▶ _Brief_
Return every line in the excerpt below that contains the string "picture", treating uppercase and lowercase letters as different.

Excerpt from a dataset
##############################

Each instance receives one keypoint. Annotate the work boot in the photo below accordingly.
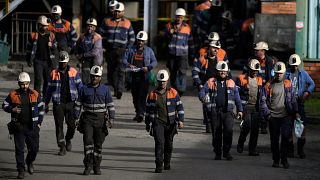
(228, 156)
(158, 167)
(285, 164)
(97, 171)
(301, 142)
(62, 151)
(140, 118)
(240, 148)
(20, 175)
(275, 164)
(135, 118)
(30, 168)
(68, 145)
(217, 157)
(263, 131)
(86, 171)
(208, 127)
(167, 166)
(290, 149)
(119, 95)
(254, 153)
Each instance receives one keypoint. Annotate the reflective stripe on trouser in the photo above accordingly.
(139, 93)
(178, 66)
(222, 131)
(251, 124)
(31, 139)
(93, 138)
(163, 137)
(61, 112)
(277, 127)
(41, 76)
(115, 70)
(85, 70)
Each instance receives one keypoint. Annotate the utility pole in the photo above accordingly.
(301, 28)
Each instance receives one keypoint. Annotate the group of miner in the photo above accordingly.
(266, 93)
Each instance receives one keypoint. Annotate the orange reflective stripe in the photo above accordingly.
(230, 83)
(267, 88)
(55, 75)
(259, 80)
(34, 36)
(125, 23)
(203, 51)
(202, 7)
(51, 37)
(67, 25)
(172, 93)
(287, 83)
(96, 37)
(153, 96)
(15, 97)
(72, 72)
(185, 29)
(203, 61)
(262, 62)
(34, 96)
(243, 80)
(211, 83)
(221, 54)
(246, 24)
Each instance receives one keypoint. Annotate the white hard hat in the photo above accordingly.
(92, 21)
(24, 77)
(254, 64)
(213, 36)
(56, 9)
(162, 75)
(294, 60)
(142, 35)
(216, 44)
(180, 12)
(227, 15)
(261, 45)
(96, 70)
(216, 2)
(222, 66)
(279, 67)
(112, 3)
(43, 20)
(119, 7)
(63, 56)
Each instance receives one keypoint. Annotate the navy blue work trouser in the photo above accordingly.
(31, 139)
(283, 127)
(222, 131)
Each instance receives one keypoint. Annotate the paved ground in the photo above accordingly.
(128, 150)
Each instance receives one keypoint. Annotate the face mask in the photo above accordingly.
(43, 30)
(56, 16)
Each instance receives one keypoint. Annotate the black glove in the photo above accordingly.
(46, 108)
(245, 91)
(109, 124)
(148, 127)
(77, 122)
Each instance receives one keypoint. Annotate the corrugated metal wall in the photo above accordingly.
(313, 29)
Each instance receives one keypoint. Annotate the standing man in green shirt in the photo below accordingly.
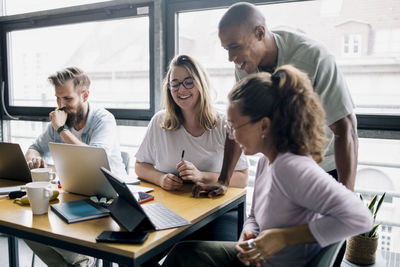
(254, 48)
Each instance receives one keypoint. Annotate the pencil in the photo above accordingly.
(183, 154)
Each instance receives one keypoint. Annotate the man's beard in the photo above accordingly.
(75, 118)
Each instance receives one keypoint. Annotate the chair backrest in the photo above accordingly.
(125, 159)
(327, 256)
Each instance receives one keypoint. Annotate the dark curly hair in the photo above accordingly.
(288, 99)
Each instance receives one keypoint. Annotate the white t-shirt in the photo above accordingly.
(163, 148)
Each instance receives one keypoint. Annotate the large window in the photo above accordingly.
(12, 7)
(119, 70)
(112, 45)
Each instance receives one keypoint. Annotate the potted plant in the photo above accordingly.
(361, 249)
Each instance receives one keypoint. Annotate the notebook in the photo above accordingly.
(13, 165)
(129, 213)
(79, 210)
(78, 168)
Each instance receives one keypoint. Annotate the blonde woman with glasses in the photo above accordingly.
(185, 141)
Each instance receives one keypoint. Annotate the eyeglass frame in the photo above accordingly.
(180, 83)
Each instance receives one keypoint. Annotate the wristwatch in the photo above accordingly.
(61, 128)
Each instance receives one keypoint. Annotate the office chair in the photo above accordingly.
(125, 159)
(327, 256)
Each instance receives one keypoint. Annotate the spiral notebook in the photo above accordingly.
(79, 210)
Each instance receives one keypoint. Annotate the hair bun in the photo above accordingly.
(276, 79)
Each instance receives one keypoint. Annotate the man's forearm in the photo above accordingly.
(346, 151)
(69, 138)
(232, 154)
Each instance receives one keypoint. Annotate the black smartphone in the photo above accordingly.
(122, 237)
(142, 197)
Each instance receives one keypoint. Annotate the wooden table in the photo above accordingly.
(18, 221)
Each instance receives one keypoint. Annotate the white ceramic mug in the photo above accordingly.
(42, 174)
(39, 194)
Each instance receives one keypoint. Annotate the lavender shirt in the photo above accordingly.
(294, 190)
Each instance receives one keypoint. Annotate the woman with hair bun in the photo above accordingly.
(297, 207)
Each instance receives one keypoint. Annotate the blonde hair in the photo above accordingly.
(288, 99)
(80, 79)
(205, 112)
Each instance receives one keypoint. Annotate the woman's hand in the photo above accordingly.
(170, 181)
(267, 244)
(187, 171)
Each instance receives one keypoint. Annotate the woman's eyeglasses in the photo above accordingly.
(188, 83)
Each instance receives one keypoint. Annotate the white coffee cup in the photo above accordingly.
(42, 174)
(39, 194)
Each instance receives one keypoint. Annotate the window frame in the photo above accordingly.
(364, 121)
(77, 14)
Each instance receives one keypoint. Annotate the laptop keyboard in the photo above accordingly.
(162, 217)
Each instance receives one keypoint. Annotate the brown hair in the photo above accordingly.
(81, 80)
(205, 112)
(288, 99)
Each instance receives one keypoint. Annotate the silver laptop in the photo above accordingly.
(13, 165)
(78, 168)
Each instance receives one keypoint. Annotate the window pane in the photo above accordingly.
(13, 7)
(369, 62)
(114, 53)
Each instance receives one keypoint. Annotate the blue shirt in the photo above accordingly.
(100, 130)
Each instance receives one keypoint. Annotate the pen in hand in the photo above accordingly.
(183, 154)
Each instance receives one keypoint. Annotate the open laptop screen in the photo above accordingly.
(13, 165)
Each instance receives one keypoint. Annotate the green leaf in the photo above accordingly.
(379, 204)
(372, 204)
(372, 233)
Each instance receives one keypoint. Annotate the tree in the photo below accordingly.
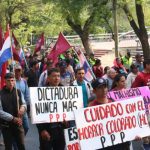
(83, 16)
(139, 25)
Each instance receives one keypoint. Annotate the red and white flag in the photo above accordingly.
(60, 47)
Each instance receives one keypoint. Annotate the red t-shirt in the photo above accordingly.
(141, 80)
(98, 71)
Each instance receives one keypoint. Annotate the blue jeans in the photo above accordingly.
(25, 123)
(146, 146)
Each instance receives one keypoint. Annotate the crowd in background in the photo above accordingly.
(123, 73)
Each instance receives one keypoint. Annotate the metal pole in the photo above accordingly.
(115, 27)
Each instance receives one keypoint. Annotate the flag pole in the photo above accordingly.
(12, 59)
(24, 55)
(85, 60)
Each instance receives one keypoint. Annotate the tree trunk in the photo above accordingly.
(83, 34)
(145, 46)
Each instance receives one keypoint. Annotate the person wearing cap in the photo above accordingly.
(143, 78)
(12, 103)
(43, 76)
(33, 75)
(127, 60)
(132, 75)
(22, 85)
(139, 62)
(100, 89)
(65, 76)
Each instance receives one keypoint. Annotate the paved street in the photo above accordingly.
(31, 140)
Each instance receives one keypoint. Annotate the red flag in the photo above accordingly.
(1, 38)
(4, 66)
(15, 45)
(39, 43)
(15, 41)
(60, 47)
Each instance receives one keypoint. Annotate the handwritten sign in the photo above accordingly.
(71, 138)
(130, 93)
(55, 104)
(109, 124)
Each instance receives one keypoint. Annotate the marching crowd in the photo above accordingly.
(15, 96)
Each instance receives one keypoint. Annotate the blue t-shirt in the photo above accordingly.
(85, 95)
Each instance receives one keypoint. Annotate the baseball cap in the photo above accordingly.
(9, 75)
(17, 67)
(99, 82)
(63, 64)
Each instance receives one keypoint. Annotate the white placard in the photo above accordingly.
(55, 104)
(109, 124)
(71, 138)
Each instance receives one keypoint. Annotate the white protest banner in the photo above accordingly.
(130, 93)
(109, 124)
(55, 104)
(71, 138)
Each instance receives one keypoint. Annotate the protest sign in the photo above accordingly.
(71, 138)
(55, 104)
(130, 93)
(109, 124)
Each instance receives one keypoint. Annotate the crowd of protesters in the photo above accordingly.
(123, 73)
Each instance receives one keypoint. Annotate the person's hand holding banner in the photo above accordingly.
(45, 135)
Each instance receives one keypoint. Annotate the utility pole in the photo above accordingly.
(115, 27)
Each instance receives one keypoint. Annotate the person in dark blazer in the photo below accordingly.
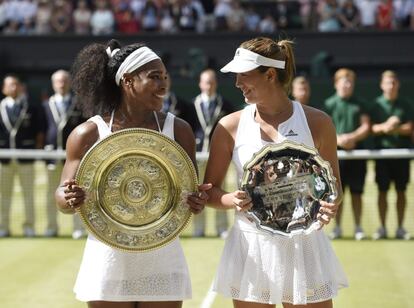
(209, 107)
(21, 127)
(62, 116)
(177, 105)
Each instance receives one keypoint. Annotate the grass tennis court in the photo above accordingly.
(41, 272)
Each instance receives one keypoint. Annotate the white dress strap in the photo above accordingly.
(103, 129)
(168, 128)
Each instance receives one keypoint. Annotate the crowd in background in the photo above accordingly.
(386, 122)
(100, 17)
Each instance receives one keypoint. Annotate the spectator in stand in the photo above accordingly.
(301, 90)
(21, 127)
(368, 9)
(167, 22)
(60, 20)
(209, 107)
(349, 16)
(222, 10)
(404, 11)
(351, 118)
(209, 20)
(235, 21)
(392, 118)
(62, 116)
(125, 21)
(82, 18)
(102, 20)
(187, 16)
(385, 15)
(268, 24)
(150, 16)
(328, 16)
(3, 18)
(305, 13)
(252, 19)
(137, 6)
(43, 17)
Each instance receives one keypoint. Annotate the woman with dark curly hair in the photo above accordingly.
(125, 87)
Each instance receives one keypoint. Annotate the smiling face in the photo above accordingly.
(61, 83)
(390, 87)
(344, 87)
(147, 86)
(11, 87)
(208, 83)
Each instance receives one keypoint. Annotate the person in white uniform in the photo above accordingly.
(258, 269)
(125, 86)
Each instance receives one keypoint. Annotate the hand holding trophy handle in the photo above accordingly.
(327, 211)
(198, 200)
(73, 194)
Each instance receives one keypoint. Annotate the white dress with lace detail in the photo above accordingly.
(107, 274)
(258, 267)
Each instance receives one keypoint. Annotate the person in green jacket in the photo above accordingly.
(392, 127)
(352, 122)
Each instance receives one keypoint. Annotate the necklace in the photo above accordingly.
(111, 121)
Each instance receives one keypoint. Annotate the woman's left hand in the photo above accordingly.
(197, 200)
(327, 211)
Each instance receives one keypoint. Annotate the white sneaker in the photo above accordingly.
(28, 232)
(359, 234)
(401, 234)
(336, 233)
(78, 234)
(380, 234)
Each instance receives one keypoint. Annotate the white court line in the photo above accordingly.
(210, 297)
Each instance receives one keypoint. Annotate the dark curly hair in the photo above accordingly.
(93, 76)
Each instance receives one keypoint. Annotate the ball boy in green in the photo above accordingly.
(392, 126)
(352, 122)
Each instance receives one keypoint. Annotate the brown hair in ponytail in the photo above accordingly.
(278, 50)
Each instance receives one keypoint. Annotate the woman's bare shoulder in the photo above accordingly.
(231, 121)
(82, 138)
(316, 117)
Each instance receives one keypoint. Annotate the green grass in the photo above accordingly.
(41, 272)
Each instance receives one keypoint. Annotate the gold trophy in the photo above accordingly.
(136, 181)
(286, 181)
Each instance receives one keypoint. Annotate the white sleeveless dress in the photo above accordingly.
(259, 267)
(107, 274)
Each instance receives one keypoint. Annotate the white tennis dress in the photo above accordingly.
(260, 267)
(107, 274)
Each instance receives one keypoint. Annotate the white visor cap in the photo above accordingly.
(245, 60)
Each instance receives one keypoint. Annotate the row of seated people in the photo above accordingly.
(383, 123)
(100, 17)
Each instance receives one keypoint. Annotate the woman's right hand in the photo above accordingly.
(241, 201)
(73, 194)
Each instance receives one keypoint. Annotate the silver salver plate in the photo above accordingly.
(286, 181)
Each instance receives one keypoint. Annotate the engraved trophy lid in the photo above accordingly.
(286, 181)
(135, 180)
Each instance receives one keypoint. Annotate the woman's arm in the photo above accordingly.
(185, 137)
(69, 195)
(324, 138)
(221, 152)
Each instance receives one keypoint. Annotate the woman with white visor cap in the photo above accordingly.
(258, 269)
(125, 86)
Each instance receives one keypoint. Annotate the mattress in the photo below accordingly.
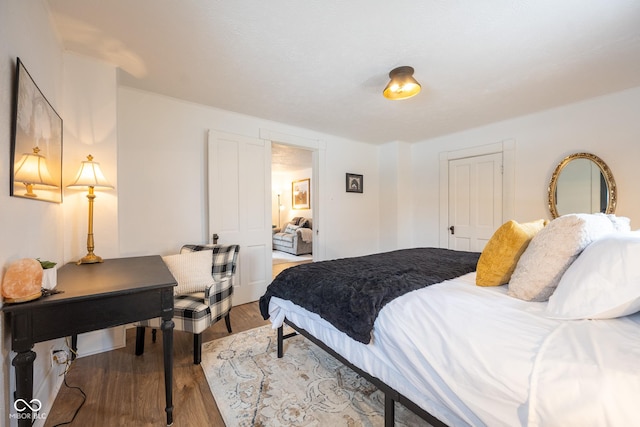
(474, 356)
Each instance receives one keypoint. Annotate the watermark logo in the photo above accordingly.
(22, 406)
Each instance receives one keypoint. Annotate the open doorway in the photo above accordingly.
(291, 206)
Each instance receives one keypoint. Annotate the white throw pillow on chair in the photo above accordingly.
(192, 271)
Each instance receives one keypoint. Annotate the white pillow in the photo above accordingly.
(551, 251)
(603, 283)
(620, 223)
(192, 271)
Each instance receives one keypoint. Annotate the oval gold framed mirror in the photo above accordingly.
(582, 183)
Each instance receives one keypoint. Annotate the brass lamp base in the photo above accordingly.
(90, 258)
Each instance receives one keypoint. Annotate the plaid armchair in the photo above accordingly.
(195, 312)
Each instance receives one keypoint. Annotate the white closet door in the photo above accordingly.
(239, 197)
(475, 201)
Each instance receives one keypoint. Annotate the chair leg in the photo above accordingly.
(227, 320)
(140, 340)
(197, 349)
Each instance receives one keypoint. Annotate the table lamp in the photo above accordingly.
(90, 175)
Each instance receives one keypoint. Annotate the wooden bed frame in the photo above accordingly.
(390, 395)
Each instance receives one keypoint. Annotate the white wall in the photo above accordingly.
(606, 126)
(162, 175)
(29, 228)
(83, 93)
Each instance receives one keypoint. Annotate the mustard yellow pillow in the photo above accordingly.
(501, 254)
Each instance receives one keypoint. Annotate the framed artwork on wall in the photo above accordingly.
(300, 194)
(354, 183)
(36, 146)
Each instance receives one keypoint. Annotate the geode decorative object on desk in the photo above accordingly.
(22, 281)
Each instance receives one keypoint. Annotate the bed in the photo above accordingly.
(460, 354)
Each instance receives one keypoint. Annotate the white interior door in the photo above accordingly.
(475, 201)
(239, 197)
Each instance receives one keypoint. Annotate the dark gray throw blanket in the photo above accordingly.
(350, 292)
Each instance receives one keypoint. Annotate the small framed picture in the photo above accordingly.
(300, 194)
(354, 183)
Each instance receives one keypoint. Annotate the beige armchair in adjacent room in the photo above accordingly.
(296, 237)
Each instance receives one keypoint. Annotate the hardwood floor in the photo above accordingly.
(124, 389)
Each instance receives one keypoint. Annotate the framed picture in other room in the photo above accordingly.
(354, 183)
(300, 194)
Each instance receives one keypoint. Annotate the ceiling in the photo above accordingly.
(322, 64)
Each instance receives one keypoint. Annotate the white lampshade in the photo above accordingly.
(32, 169)
(90, 175)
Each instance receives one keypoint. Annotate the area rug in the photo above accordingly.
(307, 387)
(280, 257)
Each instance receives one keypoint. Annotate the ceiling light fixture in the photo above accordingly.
(402, 84)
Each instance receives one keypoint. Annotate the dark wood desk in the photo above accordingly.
(96, 296)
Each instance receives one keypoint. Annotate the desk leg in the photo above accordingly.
(167, 346)
(74, 346)
(23, 363)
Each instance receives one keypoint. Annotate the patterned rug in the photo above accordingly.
(307, 387)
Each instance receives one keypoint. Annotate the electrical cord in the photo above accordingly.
(84, 399)
(84, 396)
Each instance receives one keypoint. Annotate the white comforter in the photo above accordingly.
(475, 356)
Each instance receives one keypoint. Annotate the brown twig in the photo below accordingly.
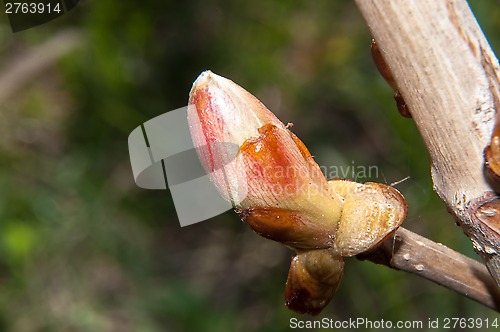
(410, 252)
(449, 77)
(21, 70)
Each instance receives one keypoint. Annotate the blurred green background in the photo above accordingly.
(84, 249)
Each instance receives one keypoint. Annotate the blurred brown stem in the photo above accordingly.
(410, 252)
(449, 77)
(25, 67)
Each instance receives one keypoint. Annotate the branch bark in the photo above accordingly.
(410, 252)
(449, 77)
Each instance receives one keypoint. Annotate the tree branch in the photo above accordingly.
(449, 77)
(416, 254)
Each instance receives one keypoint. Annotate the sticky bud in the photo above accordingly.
(277, 188)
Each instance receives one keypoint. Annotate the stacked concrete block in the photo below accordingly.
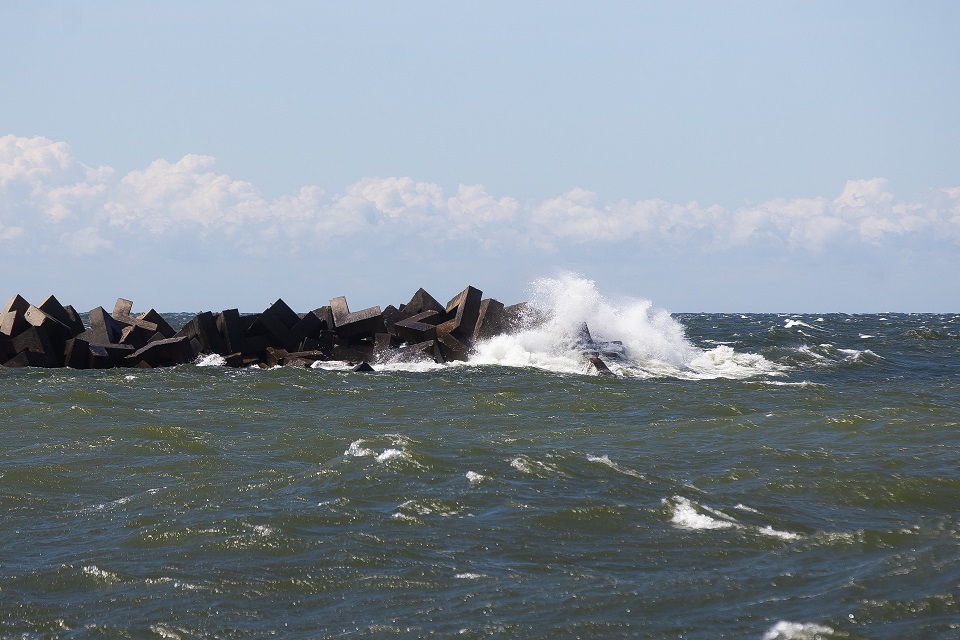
(52, 335)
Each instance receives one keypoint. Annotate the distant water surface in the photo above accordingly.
(746, 476)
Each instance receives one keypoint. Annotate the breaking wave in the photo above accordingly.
(574, 321)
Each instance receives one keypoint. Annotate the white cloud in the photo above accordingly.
(45, 191)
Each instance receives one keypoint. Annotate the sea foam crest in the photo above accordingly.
(784, 630)
(634, 337)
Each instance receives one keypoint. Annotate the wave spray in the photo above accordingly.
(634, 337)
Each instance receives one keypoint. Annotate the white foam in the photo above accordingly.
(784, 630)
(357, 450)
(606, 461)
(684, 514)
(390, 454)
(692, 516)
(651, 341)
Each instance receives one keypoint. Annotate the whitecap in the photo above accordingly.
(357, 450)
(635, 338)
(684, 514)
(606, 461)
(390, 454)
(784, 630)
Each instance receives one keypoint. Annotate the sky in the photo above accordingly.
(707, 156)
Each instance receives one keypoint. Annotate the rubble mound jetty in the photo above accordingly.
(53, 335)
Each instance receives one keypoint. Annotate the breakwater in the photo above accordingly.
(51, 334)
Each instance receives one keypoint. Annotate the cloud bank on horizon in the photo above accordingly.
(51, 200)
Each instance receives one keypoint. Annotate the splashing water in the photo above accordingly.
(633, 337)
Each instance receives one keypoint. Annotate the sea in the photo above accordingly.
(789, 476)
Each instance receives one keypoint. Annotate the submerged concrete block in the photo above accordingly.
(466, 305)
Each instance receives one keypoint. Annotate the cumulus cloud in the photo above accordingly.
(45, 192)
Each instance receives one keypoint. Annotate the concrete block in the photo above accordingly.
(412, 330)
(203, 328)
(352, 353)
(16, 303)
(57, 332)
(75, 324)
(99, 358)
(162, 326)
(76, 354)
(230, 327)
(518, 317)
(390, 315)
(235, 360)
(122, 308)
(117, 354)
(103, 328)
(451, 347)
(282, 313)
(28, 359)
(255, 345)
(65, 315)
(599, 367)
(420, 302)
(167, 352)
(275, 357)
(325, 313)
(467, 307)
(277, 332)
(422, 351)
(136, 337)
(12, 322)
(368, 322)
(309, 326)
(6, 349)
(37, 340)
(490, 322)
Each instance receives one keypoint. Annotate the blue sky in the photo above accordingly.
(740, 156)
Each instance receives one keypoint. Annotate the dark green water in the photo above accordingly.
(801, 480)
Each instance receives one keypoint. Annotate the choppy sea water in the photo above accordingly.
(746, 476)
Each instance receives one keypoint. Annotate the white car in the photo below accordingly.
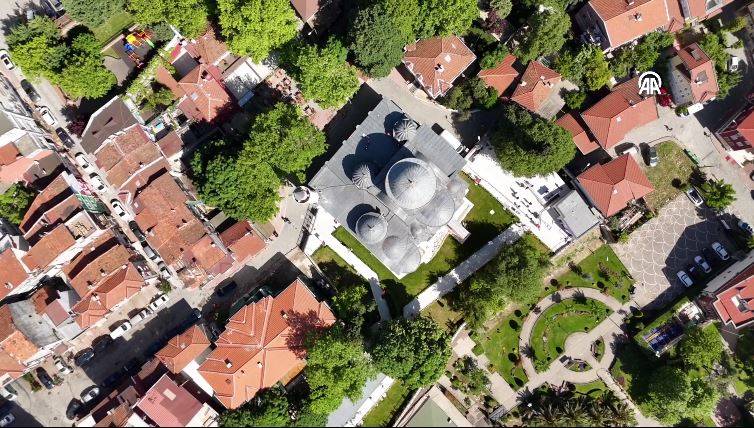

##############################

▶ _Answer to this problem_
Each instance receives one keypoint. Annotate the small framed picture in the photo above accordingly.
Each instance receives one keypoint. Annotate the framed picture in other room in the photo above accordingly.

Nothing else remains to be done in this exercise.